§ Supplied text:
January 22, 2023
On 20 January 2023, Prime Minister Abiy Ahmed made changes to his cabinet and other appointments. The PM announced the nomination of new ministers, including the Ministry of Transport and Logistics, Ministry of Mines and Petroleum and Ministry of Agriculture. The PM has also appointed new central bank governor.
New appointments are common in political life, and as usual people are discussing the reasons behind the new appointments. Is the major reason of appointment a result of the desire to change economic policy? Is it related to a search for “able, creative, and experienced people” who can manage the bureaucracy. Is it related to a search for loyalty? Whatever the reasons, quality matters for government performance.
My interest is to know how the current economic sector appointment affects government policy and performance. What will be the impact of these appointments on the overall performance of the country’s economy? Do the new appoints bring about fresh perspective and thinking on economic policy?
Ethiopia is currently experiencing a development trap, a combination of mutually reinforcing factors that limit further progress and hinders economic prosperity. There are five main interlinked development traps: poverty trap, slow economic growth trap, transformation trap (both sectoral and spatial transformation), youth bulge trap, and institutional trap.

§ Data lines:
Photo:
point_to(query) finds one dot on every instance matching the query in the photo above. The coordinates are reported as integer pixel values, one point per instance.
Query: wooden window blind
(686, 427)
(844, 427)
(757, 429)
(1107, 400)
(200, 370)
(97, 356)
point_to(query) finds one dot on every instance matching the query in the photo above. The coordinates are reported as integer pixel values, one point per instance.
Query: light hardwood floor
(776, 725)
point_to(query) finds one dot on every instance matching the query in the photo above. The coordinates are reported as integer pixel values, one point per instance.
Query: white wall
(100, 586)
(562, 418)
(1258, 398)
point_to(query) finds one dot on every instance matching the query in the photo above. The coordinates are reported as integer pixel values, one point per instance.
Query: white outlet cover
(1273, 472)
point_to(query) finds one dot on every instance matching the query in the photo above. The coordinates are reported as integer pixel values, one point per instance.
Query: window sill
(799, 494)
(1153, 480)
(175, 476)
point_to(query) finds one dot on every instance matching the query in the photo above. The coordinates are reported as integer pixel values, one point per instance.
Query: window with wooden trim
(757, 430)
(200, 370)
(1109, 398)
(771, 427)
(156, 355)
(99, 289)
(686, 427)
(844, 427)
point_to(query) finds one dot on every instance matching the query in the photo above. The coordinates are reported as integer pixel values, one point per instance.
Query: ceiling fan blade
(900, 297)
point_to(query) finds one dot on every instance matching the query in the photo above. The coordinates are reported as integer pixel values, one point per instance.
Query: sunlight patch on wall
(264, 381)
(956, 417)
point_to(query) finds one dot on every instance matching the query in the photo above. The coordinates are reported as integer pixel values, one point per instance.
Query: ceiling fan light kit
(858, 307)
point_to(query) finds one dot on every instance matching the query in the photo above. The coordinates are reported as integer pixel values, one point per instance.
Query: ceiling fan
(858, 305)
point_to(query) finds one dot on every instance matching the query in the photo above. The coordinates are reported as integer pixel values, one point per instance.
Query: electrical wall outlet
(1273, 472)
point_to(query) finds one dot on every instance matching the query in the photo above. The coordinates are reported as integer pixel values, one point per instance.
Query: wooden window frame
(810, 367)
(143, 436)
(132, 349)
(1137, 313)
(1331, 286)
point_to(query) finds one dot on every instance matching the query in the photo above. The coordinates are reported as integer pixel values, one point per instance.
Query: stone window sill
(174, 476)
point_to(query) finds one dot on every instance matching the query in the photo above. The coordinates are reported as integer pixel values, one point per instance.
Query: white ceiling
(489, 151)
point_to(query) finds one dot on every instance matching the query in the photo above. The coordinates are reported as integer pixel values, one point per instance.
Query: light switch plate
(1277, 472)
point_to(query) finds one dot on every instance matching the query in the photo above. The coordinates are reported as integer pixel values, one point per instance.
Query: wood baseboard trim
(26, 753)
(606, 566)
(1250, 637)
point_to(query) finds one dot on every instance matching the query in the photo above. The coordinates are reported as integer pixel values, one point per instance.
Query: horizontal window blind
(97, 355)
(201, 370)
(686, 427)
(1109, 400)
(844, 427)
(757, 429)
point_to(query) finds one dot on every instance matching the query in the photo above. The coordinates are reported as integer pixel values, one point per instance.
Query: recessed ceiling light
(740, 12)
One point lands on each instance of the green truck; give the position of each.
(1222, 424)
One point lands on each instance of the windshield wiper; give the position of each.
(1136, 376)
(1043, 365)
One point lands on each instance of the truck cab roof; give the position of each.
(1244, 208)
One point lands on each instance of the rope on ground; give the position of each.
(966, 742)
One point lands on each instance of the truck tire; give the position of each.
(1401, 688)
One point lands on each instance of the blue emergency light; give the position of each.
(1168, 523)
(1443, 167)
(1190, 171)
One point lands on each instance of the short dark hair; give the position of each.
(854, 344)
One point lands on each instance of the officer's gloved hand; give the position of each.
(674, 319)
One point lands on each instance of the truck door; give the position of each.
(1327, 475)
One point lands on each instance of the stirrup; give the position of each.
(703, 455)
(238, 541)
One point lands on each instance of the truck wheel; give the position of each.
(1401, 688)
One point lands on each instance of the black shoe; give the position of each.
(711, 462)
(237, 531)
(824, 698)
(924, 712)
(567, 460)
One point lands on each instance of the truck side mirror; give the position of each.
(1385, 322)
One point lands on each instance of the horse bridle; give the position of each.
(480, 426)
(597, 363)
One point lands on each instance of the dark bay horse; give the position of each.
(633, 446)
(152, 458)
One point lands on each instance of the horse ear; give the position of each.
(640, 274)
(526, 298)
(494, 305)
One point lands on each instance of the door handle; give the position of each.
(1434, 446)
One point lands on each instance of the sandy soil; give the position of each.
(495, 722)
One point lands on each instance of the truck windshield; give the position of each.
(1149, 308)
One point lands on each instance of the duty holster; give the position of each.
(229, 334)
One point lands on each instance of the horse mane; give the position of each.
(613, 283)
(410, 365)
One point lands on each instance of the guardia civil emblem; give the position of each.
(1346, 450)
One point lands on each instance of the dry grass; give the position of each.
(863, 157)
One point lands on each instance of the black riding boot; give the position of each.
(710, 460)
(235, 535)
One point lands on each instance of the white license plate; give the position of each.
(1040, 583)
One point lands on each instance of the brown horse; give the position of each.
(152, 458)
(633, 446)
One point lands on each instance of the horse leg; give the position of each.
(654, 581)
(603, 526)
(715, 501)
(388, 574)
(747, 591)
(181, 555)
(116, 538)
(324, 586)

§ Job:
Copy the passage of the article on the January 2023 cabinet changes from "Ethiopia is currently" to "and institutional trap.", keeping both ends.

§ Solution for this problem:
Ethiopia is currently experiencing a development trap, a combination of mutually reinforcing factors that limit further progress and hinders economic prosperity. There are five main interlinked development traps: poverty trap, slow economic growth trap, transformation trap (both sectoral and spatial transformation), youth bulge trap, and institutional trap.